[List of tasks]
1. In the article on PostgreSQL RLS in Go, why is the FORCE ROW LEVEL SECURITY command crucial?
2. From the article on PostgreSQL RLS in Go, extract the part that opens with the words containing "We evaluated three" and closes with "Perfect physical isolation.".
3. Condense the paragraph of the article on PostgreSQL RLS in Go that begins "Manual tenant isolation" into a bulleted list of its main points.
::: Supplied passage
Ronin_GO

Posted on Jan 29

PostgreSQL RLS in Go: Architecting Secure Multi-tenancy

#go #sql #rls #programming

Manual tenant isolation (adding WHERE tenant_id = ? to every query) is a ticking time bomb. It relies entirely on developer discipline. Eventually, someone will forget a filter during a hotfix or a late-night refactor, and data will leak.
In this article, I’ll share how we moved from manual checks to PostgreSQL Row Level Security (RLS) in a Go application. We’ll cover the implementation with pgx, performance benchmarks, and a zero-downtime migration strategy.

The Problem: Why Standard Solutions Failed

We evaluated three common isolation patterns before settling on RLS:
Logical Isolation (Manual WHERE clauses):
Pros: Simple to start.
Cons: Human error factor is critical. One missing clause = security breach.
Schema-per-tenant:
Pros: Strong isolation.
Cons: Doesn't scale past ~100 tenants. With 10,000 clients and 50 tables, you have 500,000 files in the database directory. Vacuuming becomes a nightmare, and inode usage explodes.
Database-per-tenant:
Pros: Perfect physical isolation.
Cons: Prohibitively expensive on infrastructure (RDS instances) for a startup.
We chose Row Level Security (RLS). It allows us to declare access rules once in the database schema, making them automatically applicable to every query—even those generated by ORMs or raw SQL.

Implementation Details

The core concept is simple: The application never writes tenant filters. The database automatically filters rows based on the current transaction's context.

The Database Schema (The "Paranoid" Mode) We define the policy once. Note the FORCE ROW LEVEL SECURITY command—this is crucial because, by default, table owners (the app user) bypass RLS.

-- Business data table
CREATE TABLE documents (
    id UUID PRIMARY KEY DEFAULT uuid_generate_v4(),
    tenant_id UUID NOT NULL REFERENCES tenants(id),
    title TEXT NOT NULL,
    body TEXT
);

-- Enable RLS
ALTER TABLE documents ENABLE ROW LEVEL SECURITY;

-- CRITICAL: Force RLS
-- Without this, the table owner (usually the app user)
-- will see EVERYTHING, ignoring policies.
ALTER TABLE documents FORCE ROW LEVEL SECURITY;

-- The Policy: "Show only rows belonging to the current tenant"
CREATE POLICY tenant_isolation_policy ON documents
    FOR ALL
    USING (tenant_id = current_setting('app.current_tenant')::uuid);

Go Middleware: Setting the Context

In the HTTP layer, we extract the tenant ID (e.g., from a JWT claim) and place it into the Go context.
::::::
::: Given entries
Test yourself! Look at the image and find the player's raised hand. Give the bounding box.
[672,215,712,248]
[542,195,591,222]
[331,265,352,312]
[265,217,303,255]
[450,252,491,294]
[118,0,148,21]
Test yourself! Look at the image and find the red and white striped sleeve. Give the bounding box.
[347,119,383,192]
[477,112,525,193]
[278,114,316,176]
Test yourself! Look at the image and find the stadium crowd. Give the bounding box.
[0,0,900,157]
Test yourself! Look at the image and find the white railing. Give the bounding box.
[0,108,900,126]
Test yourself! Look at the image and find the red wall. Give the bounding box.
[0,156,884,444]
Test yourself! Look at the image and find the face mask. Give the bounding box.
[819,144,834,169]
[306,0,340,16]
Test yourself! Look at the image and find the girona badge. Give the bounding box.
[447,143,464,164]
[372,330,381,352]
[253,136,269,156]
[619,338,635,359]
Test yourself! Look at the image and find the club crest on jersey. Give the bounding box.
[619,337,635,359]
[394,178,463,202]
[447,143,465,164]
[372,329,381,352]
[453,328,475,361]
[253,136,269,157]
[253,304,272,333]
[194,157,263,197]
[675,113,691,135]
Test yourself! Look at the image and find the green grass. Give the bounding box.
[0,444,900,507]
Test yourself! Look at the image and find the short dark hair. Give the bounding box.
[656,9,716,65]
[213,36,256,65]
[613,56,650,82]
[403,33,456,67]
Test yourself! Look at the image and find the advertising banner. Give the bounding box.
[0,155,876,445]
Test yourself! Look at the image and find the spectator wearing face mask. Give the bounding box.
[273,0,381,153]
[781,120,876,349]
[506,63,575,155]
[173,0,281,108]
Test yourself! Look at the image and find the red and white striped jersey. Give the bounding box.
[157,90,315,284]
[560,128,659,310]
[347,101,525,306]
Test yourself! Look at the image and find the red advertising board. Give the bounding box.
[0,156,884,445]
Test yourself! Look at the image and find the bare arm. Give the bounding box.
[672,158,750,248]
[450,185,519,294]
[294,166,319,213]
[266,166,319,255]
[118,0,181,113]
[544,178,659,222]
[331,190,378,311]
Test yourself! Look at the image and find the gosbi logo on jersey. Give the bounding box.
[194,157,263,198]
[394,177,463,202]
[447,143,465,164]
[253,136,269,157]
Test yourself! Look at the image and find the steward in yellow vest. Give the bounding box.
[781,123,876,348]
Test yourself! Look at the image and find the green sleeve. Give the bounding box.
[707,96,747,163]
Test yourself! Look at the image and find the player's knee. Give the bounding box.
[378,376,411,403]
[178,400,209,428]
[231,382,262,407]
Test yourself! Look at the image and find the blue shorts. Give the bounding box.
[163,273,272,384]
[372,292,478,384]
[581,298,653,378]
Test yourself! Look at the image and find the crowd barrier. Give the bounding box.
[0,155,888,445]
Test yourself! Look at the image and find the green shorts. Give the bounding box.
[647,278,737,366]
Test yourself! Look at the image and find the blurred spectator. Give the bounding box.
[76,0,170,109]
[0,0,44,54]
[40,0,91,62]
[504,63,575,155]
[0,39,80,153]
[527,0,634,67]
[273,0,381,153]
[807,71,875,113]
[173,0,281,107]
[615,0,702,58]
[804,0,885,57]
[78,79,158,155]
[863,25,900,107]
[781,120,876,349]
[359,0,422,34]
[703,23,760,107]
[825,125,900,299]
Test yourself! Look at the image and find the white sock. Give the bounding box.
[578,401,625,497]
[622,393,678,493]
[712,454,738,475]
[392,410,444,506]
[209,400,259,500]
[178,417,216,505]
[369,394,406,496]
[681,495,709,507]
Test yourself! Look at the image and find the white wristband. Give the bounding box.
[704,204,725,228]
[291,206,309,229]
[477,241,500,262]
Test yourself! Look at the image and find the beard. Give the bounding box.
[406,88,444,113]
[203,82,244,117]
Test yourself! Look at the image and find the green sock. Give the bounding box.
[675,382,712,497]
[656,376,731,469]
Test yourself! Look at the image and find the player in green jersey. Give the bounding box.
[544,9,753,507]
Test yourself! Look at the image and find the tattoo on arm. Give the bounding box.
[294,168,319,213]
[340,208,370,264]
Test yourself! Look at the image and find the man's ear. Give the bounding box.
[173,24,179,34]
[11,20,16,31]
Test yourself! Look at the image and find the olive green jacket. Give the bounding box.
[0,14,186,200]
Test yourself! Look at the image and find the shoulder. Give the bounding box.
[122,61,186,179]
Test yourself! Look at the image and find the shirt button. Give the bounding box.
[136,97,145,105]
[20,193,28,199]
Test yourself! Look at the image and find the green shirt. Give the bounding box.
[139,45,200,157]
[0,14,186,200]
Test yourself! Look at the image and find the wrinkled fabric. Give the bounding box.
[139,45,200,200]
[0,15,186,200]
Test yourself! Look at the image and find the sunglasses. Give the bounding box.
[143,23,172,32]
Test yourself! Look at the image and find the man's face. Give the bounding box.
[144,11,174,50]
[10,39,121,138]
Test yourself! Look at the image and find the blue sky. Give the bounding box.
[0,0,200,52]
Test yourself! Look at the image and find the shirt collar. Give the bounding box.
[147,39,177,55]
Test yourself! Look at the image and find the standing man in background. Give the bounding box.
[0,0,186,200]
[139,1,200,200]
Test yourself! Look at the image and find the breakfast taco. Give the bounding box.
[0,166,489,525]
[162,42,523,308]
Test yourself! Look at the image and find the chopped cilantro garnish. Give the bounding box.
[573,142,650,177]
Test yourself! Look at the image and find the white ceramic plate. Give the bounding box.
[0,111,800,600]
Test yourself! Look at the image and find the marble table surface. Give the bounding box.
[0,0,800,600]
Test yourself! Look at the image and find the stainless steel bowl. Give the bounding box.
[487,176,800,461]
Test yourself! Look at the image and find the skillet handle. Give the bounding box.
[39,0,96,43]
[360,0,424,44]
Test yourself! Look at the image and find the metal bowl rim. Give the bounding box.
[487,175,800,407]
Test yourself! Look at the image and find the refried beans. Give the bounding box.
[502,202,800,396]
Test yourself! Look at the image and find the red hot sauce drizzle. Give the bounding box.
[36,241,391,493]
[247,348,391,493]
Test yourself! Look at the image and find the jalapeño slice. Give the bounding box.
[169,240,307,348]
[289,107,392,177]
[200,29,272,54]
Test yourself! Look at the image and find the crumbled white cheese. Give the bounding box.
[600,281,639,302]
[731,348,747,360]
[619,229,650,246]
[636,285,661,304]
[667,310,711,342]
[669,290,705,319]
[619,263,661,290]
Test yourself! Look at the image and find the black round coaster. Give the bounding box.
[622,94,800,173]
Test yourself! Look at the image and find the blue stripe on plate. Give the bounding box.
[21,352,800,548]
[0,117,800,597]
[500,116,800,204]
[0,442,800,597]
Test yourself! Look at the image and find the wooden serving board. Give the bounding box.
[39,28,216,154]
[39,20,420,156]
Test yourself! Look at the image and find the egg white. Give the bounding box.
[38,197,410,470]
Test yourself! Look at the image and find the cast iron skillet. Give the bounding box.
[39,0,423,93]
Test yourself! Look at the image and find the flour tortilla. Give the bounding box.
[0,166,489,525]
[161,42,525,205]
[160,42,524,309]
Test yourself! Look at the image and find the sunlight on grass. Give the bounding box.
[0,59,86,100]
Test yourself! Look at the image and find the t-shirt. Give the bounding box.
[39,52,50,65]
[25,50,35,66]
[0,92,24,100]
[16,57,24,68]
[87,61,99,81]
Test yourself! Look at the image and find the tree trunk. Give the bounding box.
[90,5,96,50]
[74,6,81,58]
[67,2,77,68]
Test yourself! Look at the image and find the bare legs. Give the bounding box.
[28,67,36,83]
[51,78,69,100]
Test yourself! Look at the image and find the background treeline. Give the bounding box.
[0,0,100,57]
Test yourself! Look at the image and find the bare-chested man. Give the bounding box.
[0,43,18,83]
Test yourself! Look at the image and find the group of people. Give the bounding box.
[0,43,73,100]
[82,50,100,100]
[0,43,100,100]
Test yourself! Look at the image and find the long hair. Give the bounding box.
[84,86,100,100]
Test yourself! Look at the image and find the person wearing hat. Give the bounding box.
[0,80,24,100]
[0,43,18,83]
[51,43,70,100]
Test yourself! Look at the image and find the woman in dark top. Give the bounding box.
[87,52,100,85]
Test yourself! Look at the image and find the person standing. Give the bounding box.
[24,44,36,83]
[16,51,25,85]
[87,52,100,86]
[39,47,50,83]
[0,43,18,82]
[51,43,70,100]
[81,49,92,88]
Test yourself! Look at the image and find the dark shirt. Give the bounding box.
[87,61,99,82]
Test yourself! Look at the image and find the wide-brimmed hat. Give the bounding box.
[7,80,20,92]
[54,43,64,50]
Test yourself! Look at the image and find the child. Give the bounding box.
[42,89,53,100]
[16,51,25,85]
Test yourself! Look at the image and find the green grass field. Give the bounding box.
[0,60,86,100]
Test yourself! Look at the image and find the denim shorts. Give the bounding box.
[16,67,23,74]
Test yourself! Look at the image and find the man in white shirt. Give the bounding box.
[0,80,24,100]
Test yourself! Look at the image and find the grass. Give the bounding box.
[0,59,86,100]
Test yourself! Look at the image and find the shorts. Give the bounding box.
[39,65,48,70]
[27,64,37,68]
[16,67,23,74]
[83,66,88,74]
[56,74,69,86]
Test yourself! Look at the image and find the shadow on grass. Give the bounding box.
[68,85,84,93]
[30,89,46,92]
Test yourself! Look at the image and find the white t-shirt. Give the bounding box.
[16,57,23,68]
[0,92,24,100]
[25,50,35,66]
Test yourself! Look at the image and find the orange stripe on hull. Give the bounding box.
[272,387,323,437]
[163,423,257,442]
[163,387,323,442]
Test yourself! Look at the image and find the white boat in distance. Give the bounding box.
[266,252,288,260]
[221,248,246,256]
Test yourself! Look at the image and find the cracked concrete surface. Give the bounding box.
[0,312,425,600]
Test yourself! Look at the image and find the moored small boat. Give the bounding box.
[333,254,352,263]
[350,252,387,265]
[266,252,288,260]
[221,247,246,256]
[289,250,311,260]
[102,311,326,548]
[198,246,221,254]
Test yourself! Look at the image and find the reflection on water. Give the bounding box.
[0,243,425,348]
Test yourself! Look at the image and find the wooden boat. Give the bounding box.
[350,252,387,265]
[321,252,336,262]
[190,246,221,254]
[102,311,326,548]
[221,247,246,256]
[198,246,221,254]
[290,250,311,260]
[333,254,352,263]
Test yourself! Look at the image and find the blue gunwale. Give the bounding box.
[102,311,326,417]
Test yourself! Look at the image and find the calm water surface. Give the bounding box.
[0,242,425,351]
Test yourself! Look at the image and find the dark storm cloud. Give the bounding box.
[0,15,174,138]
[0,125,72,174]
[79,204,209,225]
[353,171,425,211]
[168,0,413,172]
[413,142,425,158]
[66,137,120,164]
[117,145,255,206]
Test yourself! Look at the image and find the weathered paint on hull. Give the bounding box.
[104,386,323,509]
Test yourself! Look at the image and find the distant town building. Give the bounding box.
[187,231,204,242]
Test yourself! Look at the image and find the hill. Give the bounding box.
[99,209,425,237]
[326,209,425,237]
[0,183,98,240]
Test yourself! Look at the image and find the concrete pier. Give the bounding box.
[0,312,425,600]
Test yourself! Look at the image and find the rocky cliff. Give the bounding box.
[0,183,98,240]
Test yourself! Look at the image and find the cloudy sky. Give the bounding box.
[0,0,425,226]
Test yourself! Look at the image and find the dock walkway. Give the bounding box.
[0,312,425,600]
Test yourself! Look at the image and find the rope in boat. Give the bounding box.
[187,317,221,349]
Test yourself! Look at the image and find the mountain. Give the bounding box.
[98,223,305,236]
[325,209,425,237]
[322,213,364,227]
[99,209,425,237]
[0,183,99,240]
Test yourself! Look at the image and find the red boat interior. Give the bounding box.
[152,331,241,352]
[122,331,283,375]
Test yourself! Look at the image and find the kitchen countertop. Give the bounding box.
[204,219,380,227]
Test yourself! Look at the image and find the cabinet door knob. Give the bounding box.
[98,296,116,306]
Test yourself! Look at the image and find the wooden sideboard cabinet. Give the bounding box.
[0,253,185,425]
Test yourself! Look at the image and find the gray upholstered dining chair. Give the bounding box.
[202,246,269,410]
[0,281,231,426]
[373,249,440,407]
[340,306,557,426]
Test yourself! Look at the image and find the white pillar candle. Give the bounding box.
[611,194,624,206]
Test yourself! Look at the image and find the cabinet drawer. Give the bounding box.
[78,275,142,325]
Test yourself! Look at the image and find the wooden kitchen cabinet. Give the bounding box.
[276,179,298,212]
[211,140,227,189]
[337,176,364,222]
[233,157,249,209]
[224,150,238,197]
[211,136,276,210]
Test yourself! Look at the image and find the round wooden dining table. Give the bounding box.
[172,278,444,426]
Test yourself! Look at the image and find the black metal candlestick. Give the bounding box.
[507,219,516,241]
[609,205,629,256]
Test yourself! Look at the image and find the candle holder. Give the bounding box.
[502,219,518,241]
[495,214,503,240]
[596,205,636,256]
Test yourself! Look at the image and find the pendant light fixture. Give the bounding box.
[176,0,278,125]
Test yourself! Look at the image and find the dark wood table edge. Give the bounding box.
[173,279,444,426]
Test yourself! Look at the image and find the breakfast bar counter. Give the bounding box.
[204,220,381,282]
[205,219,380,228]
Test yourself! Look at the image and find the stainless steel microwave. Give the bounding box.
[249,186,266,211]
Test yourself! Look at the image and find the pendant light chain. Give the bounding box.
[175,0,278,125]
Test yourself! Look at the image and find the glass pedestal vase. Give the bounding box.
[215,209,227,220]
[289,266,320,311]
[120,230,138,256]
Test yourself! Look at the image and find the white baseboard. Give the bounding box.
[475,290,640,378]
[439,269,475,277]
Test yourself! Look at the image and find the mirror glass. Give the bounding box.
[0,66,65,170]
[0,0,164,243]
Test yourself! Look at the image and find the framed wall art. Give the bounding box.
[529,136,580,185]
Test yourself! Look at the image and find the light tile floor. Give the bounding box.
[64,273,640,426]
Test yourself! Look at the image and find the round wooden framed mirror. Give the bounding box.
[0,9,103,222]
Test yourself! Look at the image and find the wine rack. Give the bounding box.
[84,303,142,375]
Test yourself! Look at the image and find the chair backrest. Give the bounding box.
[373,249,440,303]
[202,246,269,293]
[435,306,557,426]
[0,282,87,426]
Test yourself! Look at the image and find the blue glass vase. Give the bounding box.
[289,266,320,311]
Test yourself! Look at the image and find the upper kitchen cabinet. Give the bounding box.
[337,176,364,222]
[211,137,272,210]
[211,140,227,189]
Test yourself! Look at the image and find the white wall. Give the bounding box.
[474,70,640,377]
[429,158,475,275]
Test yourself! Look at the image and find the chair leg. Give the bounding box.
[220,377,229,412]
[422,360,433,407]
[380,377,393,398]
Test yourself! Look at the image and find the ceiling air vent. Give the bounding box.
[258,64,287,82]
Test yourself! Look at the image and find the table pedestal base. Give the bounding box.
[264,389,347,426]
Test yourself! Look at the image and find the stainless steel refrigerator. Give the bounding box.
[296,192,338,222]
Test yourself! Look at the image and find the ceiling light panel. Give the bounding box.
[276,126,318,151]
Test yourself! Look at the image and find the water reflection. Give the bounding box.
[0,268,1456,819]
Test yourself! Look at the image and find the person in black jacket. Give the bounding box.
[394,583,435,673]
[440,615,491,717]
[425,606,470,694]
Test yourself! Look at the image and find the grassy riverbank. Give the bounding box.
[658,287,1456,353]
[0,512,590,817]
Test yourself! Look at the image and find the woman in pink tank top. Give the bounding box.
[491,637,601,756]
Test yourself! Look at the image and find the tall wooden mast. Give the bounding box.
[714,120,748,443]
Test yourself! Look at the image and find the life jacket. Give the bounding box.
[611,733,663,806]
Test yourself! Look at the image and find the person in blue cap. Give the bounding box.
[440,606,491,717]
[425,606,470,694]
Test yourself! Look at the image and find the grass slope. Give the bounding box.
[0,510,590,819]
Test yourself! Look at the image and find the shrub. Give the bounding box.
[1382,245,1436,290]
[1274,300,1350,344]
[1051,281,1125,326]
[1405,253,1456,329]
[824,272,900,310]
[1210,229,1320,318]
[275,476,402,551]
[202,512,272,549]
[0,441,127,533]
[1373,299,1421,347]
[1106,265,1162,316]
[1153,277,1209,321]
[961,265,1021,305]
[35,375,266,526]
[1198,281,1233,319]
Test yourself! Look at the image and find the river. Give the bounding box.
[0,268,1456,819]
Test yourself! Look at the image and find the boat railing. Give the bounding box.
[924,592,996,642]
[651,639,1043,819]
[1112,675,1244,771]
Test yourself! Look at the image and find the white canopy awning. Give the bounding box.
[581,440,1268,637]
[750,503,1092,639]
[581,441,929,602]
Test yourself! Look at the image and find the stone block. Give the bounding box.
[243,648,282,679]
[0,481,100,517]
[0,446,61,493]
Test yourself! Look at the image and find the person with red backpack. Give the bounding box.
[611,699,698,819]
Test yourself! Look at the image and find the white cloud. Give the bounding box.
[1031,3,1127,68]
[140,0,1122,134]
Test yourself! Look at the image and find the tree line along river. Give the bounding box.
::::::
[Exercise answers]
1. By default, table owners (the app user) bypass RLS.

2.
We evaluated three common isolation patterns before settling on RLS:
Logical Isolation (Manual WHERE clauses):
Pros: Simple to start.
Cons: Human error factor is critical. One missing clause = security breach.
Schema-per-tenant:
Pros: Strong isolation.
Cons: Doesn't scale past ~100 tenants. With 10,000 clients and 50 tables, you have 500,000 files in the database directory. Vacuuming becomes a nightmare, and inode usage explodes.
Database-per-tenant:
Pros: Perfect physical isolation.

3.
- Manual tenant isolation (adding WHERE tenant_id = ? to every query) is a ticking time bomb.
- It depends entirely on developer discipline.
- Eventually someone will forget a filter during a hotfix or late-night refactor, and data will leak.